▸ **THE REQUEST**:
Find each line in the entries below that contains the string "pronghorn" and copy it in full. Case counts.

▸ **Collected data entries**:
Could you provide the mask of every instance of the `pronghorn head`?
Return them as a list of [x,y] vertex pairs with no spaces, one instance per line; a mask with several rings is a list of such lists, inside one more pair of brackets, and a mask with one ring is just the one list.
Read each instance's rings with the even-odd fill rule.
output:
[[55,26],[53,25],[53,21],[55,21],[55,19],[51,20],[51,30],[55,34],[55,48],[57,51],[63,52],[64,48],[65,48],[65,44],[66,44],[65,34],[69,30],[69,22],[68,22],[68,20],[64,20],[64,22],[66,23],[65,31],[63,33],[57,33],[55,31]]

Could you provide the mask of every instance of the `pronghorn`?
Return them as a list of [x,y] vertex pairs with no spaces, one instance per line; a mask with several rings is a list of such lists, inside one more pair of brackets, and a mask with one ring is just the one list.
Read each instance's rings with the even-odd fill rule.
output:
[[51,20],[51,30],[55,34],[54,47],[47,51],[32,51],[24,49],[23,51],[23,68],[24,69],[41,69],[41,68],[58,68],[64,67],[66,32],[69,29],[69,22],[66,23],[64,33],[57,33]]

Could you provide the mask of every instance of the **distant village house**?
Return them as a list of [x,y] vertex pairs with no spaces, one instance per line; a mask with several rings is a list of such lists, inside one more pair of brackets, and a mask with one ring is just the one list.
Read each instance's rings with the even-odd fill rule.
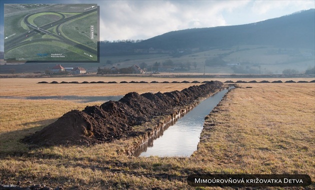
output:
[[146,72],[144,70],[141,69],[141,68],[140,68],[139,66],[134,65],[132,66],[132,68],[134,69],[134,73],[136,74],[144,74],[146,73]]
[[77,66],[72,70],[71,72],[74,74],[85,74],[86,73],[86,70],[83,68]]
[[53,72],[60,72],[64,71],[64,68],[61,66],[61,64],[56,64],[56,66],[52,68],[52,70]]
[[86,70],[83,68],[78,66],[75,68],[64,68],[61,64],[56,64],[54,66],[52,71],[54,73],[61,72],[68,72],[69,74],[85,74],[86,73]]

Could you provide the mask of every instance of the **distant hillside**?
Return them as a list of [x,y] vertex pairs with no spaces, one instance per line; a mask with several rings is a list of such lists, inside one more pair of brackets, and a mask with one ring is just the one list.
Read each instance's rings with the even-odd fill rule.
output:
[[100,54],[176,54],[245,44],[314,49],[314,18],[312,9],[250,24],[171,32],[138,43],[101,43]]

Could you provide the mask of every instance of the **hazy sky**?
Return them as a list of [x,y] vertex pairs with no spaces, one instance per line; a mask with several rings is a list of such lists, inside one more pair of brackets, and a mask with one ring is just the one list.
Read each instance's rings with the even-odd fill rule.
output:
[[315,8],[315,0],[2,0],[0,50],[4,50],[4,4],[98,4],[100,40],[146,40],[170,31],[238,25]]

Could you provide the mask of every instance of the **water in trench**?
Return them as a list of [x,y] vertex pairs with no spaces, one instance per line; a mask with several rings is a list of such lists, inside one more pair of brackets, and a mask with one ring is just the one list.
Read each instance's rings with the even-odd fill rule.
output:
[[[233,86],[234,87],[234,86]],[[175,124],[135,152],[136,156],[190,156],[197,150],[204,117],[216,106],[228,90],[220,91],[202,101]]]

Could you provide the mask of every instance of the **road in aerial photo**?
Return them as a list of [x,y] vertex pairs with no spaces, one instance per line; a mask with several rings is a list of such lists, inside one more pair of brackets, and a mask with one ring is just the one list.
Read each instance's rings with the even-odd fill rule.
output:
...
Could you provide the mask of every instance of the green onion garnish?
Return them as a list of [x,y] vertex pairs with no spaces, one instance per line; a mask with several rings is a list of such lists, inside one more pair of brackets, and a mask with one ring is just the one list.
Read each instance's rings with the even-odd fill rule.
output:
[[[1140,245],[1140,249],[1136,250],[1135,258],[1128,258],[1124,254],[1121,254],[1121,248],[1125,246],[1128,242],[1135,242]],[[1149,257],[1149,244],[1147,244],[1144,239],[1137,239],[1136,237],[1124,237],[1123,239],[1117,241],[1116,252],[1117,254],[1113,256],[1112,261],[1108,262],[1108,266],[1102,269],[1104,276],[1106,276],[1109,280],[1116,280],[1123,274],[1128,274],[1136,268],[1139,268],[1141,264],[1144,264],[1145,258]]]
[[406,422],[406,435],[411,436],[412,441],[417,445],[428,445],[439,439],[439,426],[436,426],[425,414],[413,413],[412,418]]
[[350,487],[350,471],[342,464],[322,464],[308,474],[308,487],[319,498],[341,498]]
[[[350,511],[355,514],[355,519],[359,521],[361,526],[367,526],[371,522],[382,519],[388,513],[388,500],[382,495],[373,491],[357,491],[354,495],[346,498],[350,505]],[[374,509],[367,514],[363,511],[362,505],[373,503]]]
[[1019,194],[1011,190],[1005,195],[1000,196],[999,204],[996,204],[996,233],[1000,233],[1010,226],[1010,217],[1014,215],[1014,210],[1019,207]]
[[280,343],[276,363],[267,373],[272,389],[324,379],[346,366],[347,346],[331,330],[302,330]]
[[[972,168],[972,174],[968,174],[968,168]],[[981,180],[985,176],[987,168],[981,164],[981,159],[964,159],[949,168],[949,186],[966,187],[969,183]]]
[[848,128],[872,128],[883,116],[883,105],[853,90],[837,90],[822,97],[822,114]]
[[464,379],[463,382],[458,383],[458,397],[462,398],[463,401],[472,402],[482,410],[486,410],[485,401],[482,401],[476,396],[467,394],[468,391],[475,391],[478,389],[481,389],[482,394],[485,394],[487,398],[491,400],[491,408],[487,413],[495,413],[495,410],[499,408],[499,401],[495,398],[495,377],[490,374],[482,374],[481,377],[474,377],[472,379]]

▸ **THE RESULT**:
Could you provide the mask of every instance of the `pronghorn head`?
Could you provide the mask of every instance of the `pronghorn`?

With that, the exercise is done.